Textauszug =>
- - - - -
[WLANnews] Hier beginnt ein endloser Ideologie-Thread über Freifunk-Grundsätze

Elektra onelektra at gmx.net
Di Aug 12 03:12:39 CEST 2014


Hi Leute –

streitet Euch doch bitte nicht weiter um des Kaisers Bart! Es gibt große Netze z.B. das in AWMN in Athen und Guifi in Katalonien, die überwiegend auf Richtfunkstrecken als Kabelersatz setzen (und im Falle von Guifi mittlerweile selbst auch Glasfaserkabel verlegen). Das sind beides 'Graswurzelnetze': Freie Netze, selbst aufgebaut und in den Händen und im Eigentum der Benutzer. Gegenseitiges Peering und keine Durchleitungsgebühren. Entstanden sowohl aus technischem Spieltrieb, Neugier und dem Wunsch nach einem sozialen Zusammenleben, das auf gegenseitiger Hilfe basiert.

Die Übergänge zum Mesh-Netz sind technisch fließend. Das mittlerweile 'klassische' Mesh-Netz ist das, wo die Funkschnittstellen im Multipoint-to-Multipoint-Modus (aka Ad-Hoc-Modus) laufen. Das ist prinzipiell effektiver (Infrastruktur-Clients können sonst immer nur über den AP miteinander reden und für andere keinen Traffic weiterleiten. So eine Beschränkung ist doch völlig doof. Wenn die Geräte sich funktechnisch gegenseitig hören und stören können, warum sollen die dann absichtlich nicht direkt miteinander reden können?!)

Aber: Der Ad-Hoc-Modus hatte früher einen Sack voll Probleme, weil die Leute, die den 802.11 Standard ersonnen haben, diesen Multipoint-to-Multipoint-Modus nicht komplett zuende durchdacht haben (was ohnehin schwer ist, wer könnte das von sich behaupten). Die Programmierer haben die Treiber und Firmware nicht richtig dafür entwickelt, weil der Markt nicht danach gefragt hat. Wir fanden hier in Berlin und anderswo dieses Multipoint-to-Multipoint-Prinzip überzeugend und haben uns daran gemacht, das soweit vom Kopf auf die Füße zu stellen, dass das hinhaut. Trotz der Probleme, die am Anfang zum-Haare-raufen waren!
- - - - -
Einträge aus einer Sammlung
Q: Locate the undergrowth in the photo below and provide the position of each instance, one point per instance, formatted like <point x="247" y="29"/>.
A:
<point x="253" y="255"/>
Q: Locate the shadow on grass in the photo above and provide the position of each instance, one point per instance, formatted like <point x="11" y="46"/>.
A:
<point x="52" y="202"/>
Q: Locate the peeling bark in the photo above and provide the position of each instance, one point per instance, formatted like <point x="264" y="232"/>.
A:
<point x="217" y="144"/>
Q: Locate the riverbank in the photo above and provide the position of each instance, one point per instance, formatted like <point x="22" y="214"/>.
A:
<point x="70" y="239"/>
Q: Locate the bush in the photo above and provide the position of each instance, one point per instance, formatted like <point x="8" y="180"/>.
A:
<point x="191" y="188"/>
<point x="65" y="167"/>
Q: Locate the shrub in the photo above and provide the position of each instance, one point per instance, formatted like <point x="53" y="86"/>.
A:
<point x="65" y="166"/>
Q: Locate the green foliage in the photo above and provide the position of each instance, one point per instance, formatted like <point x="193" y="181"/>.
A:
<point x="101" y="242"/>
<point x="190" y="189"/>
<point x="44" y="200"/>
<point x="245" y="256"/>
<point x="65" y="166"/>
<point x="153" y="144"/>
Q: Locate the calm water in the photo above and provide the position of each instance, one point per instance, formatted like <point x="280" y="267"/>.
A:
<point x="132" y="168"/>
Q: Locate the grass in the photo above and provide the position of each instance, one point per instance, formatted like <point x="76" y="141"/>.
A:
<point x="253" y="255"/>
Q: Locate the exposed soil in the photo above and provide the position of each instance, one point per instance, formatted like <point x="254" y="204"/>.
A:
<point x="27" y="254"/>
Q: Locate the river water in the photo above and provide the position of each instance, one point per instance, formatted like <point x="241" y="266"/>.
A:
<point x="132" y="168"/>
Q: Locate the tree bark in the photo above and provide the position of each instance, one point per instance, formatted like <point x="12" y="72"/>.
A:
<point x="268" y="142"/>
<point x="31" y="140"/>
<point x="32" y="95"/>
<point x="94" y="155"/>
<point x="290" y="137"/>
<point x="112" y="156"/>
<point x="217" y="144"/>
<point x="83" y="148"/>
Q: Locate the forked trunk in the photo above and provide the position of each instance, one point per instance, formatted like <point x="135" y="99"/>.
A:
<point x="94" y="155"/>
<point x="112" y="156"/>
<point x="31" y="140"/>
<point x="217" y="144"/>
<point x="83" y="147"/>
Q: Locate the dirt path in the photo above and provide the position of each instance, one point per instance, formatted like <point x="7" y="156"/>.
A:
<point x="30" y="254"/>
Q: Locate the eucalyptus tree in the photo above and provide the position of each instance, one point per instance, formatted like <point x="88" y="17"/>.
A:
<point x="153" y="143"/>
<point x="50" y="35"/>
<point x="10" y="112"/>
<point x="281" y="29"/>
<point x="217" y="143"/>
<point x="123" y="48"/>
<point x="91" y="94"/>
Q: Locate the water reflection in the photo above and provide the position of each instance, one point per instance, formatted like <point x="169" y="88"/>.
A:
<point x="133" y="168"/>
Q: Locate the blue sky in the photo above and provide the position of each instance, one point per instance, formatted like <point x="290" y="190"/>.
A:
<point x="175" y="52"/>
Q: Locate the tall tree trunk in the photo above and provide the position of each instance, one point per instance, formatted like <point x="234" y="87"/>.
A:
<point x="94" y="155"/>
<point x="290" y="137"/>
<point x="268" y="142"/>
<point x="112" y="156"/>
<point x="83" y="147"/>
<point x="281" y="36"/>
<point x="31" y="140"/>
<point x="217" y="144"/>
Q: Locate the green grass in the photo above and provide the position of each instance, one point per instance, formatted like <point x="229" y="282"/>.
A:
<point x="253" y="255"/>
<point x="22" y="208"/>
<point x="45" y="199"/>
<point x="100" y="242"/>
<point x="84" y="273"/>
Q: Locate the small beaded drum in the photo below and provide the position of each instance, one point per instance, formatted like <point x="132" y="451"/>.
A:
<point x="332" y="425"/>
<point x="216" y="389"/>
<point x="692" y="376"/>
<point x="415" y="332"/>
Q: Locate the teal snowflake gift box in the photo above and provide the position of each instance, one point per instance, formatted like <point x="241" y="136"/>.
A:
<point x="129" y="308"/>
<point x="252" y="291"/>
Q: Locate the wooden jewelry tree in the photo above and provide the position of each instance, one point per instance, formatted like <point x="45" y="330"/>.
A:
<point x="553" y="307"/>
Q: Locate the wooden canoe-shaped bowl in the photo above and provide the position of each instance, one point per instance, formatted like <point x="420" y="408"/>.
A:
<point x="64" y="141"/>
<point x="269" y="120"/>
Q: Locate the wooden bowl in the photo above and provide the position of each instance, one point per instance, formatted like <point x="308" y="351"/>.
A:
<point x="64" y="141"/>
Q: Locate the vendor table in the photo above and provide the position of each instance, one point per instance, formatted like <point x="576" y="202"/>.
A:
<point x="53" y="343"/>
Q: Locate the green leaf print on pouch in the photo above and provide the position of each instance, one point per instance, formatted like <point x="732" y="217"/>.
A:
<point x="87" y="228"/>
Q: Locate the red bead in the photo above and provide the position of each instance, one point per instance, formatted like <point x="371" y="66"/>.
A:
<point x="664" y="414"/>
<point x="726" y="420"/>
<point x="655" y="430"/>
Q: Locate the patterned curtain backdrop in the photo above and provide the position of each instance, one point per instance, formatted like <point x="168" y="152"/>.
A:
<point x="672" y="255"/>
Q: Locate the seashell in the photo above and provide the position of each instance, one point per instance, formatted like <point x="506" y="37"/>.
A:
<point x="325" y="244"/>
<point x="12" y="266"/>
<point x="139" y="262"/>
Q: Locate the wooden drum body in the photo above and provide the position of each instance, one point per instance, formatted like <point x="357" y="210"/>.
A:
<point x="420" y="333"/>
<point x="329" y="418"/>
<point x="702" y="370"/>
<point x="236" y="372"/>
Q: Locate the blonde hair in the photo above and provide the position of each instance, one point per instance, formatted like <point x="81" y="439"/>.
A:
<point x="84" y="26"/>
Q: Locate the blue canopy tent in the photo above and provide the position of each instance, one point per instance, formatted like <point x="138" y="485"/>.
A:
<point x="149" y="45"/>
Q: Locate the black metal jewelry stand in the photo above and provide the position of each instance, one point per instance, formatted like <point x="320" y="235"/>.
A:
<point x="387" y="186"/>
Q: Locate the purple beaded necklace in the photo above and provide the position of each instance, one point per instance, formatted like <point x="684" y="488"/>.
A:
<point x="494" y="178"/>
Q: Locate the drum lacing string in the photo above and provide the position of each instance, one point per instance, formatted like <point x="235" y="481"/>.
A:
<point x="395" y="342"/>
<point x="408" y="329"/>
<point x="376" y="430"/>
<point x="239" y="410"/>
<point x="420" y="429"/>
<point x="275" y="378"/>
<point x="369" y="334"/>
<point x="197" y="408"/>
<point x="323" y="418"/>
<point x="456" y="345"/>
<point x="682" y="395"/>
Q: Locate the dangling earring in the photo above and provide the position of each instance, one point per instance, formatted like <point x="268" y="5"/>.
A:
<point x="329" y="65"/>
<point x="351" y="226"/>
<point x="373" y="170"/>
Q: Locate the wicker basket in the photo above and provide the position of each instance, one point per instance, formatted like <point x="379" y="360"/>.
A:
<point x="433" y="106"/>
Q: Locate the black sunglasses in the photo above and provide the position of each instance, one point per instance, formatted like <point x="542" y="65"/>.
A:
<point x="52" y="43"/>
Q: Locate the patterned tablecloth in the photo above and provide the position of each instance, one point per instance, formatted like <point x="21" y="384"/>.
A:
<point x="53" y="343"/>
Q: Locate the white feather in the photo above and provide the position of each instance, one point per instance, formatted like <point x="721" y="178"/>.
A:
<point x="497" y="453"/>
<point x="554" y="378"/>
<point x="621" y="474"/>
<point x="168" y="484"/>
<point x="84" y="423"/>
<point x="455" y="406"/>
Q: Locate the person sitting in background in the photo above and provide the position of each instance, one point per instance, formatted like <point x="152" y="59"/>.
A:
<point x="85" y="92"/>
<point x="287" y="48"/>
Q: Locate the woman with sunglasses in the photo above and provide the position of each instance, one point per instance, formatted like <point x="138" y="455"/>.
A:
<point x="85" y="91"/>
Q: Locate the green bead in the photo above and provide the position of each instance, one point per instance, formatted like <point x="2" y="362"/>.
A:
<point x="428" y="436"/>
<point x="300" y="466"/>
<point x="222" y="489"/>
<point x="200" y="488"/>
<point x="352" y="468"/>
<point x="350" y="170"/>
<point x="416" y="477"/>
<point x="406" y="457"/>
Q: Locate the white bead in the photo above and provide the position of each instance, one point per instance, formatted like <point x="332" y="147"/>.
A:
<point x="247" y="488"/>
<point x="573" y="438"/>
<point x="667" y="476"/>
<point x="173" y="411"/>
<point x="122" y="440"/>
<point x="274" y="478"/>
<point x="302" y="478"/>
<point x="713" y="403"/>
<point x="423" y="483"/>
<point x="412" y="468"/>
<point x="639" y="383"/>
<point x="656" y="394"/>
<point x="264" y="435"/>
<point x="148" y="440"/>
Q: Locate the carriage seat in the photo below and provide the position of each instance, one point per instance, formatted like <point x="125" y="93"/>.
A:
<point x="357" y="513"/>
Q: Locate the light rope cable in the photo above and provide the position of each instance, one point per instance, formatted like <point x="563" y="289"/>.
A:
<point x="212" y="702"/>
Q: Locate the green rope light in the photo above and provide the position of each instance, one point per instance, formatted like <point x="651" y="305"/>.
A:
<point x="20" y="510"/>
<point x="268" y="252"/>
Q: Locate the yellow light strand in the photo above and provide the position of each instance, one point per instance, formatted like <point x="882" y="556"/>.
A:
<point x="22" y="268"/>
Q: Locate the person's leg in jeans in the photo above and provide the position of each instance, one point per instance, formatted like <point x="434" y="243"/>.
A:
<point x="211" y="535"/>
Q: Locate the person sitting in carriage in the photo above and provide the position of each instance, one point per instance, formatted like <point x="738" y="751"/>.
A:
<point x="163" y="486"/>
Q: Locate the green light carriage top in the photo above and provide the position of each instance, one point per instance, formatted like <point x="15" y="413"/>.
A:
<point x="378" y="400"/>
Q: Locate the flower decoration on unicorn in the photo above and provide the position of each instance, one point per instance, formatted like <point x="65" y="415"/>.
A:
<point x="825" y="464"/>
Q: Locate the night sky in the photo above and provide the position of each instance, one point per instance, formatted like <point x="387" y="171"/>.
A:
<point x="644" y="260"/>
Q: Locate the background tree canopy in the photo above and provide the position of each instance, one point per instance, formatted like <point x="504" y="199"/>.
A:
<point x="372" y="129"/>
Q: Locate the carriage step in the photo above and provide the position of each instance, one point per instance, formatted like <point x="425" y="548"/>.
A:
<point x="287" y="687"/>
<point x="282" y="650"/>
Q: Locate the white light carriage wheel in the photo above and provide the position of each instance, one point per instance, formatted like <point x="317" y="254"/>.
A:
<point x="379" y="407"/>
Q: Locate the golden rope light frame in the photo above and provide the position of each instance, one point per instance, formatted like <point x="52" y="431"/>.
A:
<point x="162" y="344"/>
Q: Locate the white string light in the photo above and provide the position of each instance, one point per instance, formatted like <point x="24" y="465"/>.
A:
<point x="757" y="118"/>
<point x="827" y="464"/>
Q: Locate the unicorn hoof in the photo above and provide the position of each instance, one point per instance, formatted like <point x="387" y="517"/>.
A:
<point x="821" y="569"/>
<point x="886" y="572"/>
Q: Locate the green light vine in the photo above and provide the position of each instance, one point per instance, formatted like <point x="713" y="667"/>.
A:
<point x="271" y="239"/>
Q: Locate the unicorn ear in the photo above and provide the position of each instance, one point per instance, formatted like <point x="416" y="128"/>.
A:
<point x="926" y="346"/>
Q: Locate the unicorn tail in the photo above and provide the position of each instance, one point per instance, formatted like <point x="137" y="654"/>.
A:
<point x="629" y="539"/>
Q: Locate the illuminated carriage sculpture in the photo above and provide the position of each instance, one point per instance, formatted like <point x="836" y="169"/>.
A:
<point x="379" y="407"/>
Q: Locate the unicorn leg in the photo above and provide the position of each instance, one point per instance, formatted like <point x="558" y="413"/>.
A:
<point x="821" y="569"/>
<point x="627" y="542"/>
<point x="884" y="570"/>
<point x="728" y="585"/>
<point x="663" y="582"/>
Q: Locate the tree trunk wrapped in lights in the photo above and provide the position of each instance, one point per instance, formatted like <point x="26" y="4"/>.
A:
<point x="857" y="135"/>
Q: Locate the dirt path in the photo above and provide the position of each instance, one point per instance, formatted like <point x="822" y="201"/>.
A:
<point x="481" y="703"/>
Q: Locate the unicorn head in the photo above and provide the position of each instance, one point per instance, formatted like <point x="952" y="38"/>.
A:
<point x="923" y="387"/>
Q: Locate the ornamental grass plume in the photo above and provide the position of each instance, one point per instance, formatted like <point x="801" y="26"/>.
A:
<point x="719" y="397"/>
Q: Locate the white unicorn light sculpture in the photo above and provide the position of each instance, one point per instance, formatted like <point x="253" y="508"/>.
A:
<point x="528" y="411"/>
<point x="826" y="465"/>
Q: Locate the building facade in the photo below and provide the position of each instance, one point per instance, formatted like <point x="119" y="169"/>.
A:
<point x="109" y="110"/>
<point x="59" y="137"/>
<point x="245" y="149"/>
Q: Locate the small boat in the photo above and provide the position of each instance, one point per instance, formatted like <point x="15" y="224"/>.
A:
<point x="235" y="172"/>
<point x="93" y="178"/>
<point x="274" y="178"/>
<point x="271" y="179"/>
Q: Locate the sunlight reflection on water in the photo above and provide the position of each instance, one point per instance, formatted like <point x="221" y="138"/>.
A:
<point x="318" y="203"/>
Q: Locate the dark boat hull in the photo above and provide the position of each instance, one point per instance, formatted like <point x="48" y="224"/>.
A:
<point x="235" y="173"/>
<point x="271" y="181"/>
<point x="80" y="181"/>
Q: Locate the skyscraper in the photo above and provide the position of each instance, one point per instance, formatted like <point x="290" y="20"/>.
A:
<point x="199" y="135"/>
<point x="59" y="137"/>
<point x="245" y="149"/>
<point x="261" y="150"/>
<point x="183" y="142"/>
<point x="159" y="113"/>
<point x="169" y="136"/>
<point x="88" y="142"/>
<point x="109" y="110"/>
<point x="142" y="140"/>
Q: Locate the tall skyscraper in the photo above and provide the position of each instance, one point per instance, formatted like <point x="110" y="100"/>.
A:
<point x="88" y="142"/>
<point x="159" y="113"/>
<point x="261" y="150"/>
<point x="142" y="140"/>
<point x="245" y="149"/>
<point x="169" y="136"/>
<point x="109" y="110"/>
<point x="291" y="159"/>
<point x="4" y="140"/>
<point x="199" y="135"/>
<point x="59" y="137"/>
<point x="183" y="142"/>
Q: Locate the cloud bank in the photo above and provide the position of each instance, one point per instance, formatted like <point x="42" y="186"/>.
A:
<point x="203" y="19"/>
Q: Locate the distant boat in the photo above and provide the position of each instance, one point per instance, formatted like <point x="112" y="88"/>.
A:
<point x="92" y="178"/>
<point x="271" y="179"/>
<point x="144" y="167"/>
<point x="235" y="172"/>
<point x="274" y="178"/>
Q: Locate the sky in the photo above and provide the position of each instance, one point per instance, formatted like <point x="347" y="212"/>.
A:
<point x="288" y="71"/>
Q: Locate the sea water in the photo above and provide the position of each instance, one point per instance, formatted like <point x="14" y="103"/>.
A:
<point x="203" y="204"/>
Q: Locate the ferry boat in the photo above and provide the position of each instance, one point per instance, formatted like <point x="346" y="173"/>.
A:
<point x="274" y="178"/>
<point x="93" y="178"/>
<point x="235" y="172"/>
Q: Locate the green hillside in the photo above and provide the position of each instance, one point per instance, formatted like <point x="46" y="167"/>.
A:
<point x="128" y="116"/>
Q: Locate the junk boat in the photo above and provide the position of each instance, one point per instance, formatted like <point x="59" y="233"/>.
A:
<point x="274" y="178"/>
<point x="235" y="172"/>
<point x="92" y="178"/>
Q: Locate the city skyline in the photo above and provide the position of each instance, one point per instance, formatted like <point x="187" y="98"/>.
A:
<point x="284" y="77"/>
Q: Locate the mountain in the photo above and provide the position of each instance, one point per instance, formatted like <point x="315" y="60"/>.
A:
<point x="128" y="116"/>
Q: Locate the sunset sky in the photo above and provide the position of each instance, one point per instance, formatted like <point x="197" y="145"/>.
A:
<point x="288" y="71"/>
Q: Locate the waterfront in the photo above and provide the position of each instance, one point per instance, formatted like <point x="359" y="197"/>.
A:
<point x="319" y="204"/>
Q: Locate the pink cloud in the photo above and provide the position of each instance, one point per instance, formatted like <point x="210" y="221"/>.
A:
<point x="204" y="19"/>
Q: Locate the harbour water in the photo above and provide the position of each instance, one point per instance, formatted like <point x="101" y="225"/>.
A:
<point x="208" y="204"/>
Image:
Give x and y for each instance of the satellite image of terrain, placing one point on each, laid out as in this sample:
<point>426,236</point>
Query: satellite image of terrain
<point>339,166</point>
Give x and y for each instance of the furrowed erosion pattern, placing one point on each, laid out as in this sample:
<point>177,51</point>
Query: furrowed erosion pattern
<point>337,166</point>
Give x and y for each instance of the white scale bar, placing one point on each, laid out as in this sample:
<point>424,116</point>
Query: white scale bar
- - - - -
Arbeitsaufträge =>
**a)** Geben Sie den Beitrag über Freifunk-Netze von „Die Übergänge zum“ bis „miteinander reden können?!)“ wortgetreu wieder.
**b)** Zählen Sie alle geografischen Orte auf, also Städte und Regionen, die im Beitrag über Freifunk-Netze genannt werden.
**c)** Führen Sie den Beitrag über Freifunk-Netze im Anschluss an seinen letzten Satz weiter.

Gelöste Aufgaben =>
**a)**
Die Übergänge zum Mesh-Netz sind technisch fließend. Das mittlerweile 'klassische' Mesh-Netz ist das, wo die Funkschnittstellen im Multipoint-to-Multipoint-Modus (aka Ad-Hoc-Modus) laufen. Das ist prinzipiell effektiver (Infrastruktur-Clients können sonst immer nur über den AP miteinander reden und für andere keinen Traffic weiterleiten. So eine Beschränkung ist doch völlig doof. Wenn die Geräte sich funktechnisch gegenseitig hören und stören können, warum sollen die dann absichtlich nicht direkt miteinander reden können?!)

**b)** Athen, Katalonien, Berlin

**c)**
Andere Graswurzelnetzwerker auf der Welt waren vor einem Jahrzehnt einfach pragmatischer: "Ad-hoc ist prinzipiell eleganter, billiger, schöner und kann mehr bezüglich der Netzabdeckung, aber die Treiber sind krank. Das Routing ist komplizierter. Nehmen wir den Infrastruktur-Modus, dann funktioniert es eben. Wir werfen mehr Geld auf die Hardware, auf die Planung und auf den Installationsaufwand. Wenn sich der Nachbar an den Clienten in der Nähe anbinden will, muss bei dem Clienten, der schon Netz hat, halt noch mehr Hardware aufs Dach!" Resultat: Mehr Geräte, mehr Installationsaufwand, komplizierterer Aufbau, noch mehr Routingaufwand, bedeutend mehr Kosten. Als Entschädigung gibt es mehr Bandbreite, weil mehr dezidierte Funkstrecken mit mehr Hardware, mehr Antennen und mehr Planungsaufwand am Ende auch mehr Bandbreite bringen. In Katalonien funktioniert das, denn das Genossenschaftsnetz von Guifi ist so dort ziemlich alternativlos, wenn man in der Gegend Breitband haben will. Deswegen haben die Leute da auch mehr Druck und haben mehr Geld in die Hand genommen. 

Welches Modell ist jetzt besser? Für den Pragmatiker: Das Modell, dass man realisieren (leisten, verwalten, maintainen) kann und das am Ende des Tages das macht, was man haben will.

Der Status-Quo: Mesh funktioniert, ist eleganter, bringt mehr Abdeckung, kostet weniger. Mit mehr Hardware bringt es auch entsprechend Bandbreite. Dual-Band Geräte mit zwei Radios gibt es ab 40 Euro. Aber es gibt immer noch eine Ausnahme: Im 5 GHz-Bereich gibt es das Problem mit der Radarerkennung und den einzuleitenden Gegenmassnahmen. Der Standard redet sich da für den Ad-Hoc-Modus mit der Formulierung "Wenden Sie bei Kollisionen den bestmöglichem Aufwand an" heraus. Zuende gedacht ist die technische Herausforderung hier wieder nicht. Manches ändert sich eben nie. Es sind eben wieder pragmatische Lösungen von Praktiker_Innen gefragt.